Set exercise:
In the passage on jihad and the Crusades, rewrite everything from "But then consider" down to "moral equivalency here?", putting "culpable" wherever "guilty" appears.

But then consider whether a statue of limitations exists on prior acts of imperialism:  Aren't the Arabs/Muslims equally guilty of using force also, in prior centuries?  Shouldn’t they feel guilty about their past Jihads, if the West should feel guilty about their past Crusades?  Don't we have moral equivalency here? 

The Old Testament describes Judah’s and Israel’s waging war against neighboring Canaanite nations and others.  Does this reality make the Quran’s statements endorsing jihad of little real significance, since most Christians today wouldn’t cite the Old Testament to justify launching modern crusades against Muslims or Jews?   After all, the Biblical authorizations to attack would be of very limited value in this regard, for they concerned specific Canaanite peoples, not generic “unbelievers” or “pagans,” as is the case with the Quran’s words when taken at face value.  The progressive revelation of the Bible, especially as found in the Sermon on the Mount, reveals that Christians shouldn’t wage war (John 18:36), thus superceding those cases where God directly authorized Israel to wage war.  A straight reading of the New Testament shows it teaches outright pacifism, which even the early Sunday-keeping church before the time of Constantine actually largely followed.  Turning the cheek simply isn't compatible with military service! Contrast how traditional Christianity spread in its first 300 years with how Islam spread in its first 300 years if one wants to know which religion intrinsically (even by early Catholic standards) was more one of peace.  Catholic Christianity was spread largely by persuasion while being a periodically persecuted religious minority within the Roman Empire.  By contrast, Muhammad Himself (unlike Jesus) was a general, not just a prophet.  He actually lead men in battle.  Muhammad’s top lieutenants (the future Caliphs and others) ordered men into battle and bore the sword in the first decades of Islam's existence.  Their Muslim armies invaded and  conquered the Sassanid (Persian) Empire and took Egypt, Palestine, and Syria (in particular) from the Byzantine (Eastern Roman) Empire.  The also took all of North Africa, Spain, and northern India.  So jihad was an intrinsic part of Islam from its founding days, but the Crusades were basically an invention of the 11th century Papacy, over a millennium after Jesus' crucifixion and resurrection.

Collected data entries:
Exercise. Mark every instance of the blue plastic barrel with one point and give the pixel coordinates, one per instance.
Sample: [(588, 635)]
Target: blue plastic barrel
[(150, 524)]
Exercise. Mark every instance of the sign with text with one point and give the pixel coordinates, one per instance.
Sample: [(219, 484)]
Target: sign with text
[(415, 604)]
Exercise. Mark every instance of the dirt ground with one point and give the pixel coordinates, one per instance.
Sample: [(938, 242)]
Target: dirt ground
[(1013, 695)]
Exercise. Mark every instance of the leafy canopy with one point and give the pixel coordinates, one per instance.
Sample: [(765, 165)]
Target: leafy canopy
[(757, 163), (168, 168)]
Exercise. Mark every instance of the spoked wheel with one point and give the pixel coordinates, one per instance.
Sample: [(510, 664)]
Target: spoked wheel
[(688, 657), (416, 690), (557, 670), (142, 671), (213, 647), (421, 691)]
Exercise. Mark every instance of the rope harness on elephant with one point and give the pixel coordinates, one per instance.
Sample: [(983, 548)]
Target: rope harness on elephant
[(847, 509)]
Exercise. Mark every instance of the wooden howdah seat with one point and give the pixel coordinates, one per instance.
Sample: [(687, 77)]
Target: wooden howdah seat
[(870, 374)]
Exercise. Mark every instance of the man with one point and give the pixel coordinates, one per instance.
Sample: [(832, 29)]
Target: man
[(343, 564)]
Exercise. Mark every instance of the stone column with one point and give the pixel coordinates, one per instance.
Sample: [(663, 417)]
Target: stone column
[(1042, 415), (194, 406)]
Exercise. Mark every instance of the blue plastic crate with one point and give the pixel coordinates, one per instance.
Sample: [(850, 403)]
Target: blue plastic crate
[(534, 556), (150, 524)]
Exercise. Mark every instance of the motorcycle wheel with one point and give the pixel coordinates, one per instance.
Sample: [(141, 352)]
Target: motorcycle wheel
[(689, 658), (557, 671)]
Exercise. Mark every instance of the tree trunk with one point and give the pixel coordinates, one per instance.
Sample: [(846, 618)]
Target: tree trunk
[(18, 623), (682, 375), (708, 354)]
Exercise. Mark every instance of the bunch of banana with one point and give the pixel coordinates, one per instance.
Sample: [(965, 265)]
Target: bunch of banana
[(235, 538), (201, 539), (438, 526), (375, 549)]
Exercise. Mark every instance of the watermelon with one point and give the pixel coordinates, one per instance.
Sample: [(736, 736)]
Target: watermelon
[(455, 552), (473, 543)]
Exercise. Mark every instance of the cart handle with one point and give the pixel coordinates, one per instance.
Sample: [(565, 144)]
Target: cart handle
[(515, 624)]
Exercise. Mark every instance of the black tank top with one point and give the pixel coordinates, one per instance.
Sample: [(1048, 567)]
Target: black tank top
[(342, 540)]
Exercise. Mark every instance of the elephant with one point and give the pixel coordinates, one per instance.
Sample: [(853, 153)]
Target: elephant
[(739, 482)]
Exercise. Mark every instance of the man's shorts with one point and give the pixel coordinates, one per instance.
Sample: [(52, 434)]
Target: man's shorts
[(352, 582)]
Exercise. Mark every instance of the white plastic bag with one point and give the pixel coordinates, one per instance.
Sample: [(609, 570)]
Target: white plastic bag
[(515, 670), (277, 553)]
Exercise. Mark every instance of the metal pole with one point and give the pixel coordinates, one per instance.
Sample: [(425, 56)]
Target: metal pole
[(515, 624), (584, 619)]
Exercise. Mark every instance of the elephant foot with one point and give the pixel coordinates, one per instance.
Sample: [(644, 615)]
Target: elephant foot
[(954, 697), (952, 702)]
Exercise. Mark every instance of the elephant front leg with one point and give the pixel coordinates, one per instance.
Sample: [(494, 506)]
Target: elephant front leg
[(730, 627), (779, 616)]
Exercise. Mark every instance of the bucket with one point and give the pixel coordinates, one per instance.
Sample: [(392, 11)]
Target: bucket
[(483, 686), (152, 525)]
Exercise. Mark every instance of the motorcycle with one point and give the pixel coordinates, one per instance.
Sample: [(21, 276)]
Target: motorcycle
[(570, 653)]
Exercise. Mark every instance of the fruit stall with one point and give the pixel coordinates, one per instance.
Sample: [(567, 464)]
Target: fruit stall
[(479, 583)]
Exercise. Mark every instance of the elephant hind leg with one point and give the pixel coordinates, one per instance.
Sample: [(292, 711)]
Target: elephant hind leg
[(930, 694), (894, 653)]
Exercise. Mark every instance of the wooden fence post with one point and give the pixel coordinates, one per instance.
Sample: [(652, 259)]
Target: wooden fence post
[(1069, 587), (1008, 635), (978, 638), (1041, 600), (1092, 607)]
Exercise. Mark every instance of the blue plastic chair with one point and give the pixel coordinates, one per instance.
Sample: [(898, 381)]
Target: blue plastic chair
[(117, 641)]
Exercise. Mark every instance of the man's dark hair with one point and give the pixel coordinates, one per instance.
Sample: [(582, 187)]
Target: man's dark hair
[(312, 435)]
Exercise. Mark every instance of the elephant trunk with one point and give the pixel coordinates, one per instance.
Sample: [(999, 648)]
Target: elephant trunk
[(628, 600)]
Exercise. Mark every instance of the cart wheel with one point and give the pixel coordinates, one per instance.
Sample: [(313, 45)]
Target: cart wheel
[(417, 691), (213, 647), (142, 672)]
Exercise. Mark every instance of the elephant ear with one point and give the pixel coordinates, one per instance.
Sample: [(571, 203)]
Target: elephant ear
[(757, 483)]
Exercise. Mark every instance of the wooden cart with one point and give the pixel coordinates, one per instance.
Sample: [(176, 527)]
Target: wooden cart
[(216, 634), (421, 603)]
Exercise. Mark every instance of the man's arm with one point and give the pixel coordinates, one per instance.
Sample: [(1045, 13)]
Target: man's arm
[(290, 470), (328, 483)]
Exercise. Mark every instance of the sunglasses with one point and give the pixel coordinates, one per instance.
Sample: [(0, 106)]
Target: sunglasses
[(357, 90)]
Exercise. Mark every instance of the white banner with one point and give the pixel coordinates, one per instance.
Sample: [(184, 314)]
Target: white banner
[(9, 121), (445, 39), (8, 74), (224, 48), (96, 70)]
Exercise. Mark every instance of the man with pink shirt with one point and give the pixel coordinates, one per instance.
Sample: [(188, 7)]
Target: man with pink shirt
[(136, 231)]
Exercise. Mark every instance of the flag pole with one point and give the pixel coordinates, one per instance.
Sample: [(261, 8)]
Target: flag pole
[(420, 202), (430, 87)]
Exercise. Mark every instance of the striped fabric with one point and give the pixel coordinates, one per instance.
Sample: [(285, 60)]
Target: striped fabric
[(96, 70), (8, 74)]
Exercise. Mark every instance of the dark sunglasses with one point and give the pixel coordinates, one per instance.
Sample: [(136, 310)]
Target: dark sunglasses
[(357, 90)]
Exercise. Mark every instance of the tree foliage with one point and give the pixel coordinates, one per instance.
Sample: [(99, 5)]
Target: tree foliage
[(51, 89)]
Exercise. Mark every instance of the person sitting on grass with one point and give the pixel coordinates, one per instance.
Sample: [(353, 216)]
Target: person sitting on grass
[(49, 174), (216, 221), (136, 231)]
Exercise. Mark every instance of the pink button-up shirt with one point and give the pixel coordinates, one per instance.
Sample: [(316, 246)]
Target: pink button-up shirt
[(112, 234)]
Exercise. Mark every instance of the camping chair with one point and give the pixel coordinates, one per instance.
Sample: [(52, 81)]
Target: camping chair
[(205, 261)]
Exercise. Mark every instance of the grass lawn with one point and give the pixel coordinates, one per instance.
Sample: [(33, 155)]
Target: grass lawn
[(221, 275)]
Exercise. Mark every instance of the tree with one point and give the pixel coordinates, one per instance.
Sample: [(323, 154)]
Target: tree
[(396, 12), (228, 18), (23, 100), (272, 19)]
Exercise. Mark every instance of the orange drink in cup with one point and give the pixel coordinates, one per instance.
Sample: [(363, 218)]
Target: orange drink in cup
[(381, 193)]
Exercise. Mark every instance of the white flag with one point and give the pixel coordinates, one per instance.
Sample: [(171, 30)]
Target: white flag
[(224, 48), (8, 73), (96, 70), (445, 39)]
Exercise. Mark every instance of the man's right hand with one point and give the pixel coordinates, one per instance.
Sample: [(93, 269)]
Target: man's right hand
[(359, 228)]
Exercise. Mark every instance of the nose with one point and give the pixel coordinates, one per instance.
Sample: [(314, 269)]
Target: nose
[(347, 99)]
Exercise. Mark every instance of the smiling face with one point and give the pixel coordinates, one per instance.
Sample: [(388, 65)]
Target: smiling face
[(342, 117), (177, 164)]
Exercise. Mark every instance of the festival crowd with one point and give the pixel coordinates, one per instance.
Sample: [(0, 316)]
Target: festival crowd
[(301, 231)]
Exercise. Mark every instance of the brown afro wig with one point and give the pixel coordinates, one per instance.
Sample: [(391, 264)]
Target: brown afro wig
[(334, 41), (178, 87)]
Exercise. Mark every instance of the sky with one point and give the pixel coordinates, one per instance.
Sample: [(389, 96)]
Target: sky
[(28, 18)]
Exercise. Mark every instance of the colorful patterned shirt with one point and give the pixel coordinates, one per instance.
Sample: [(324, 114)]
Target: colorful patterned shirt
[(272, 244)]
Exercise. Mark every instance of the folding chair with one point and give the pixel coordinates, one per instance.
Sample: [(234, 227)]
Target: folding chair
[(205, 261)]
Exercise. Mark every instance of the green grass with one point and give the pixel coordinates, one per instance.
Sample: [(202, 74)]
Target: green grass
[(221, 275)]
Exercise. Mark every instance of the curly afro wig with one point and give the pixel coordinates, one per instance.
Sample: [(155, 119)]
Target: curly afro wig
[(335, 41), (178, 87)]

Finished answer:
But then consider whether a statue of limitations exists on prior acts of imperialism:  Aren't the Arabs/Muslims equally culpable of using force also, in prior centuries?  Shouldn’t they feel culpable about their past Jihads, if the West should feel culpable about their past Crusades?  Don't we have moral equivalency here?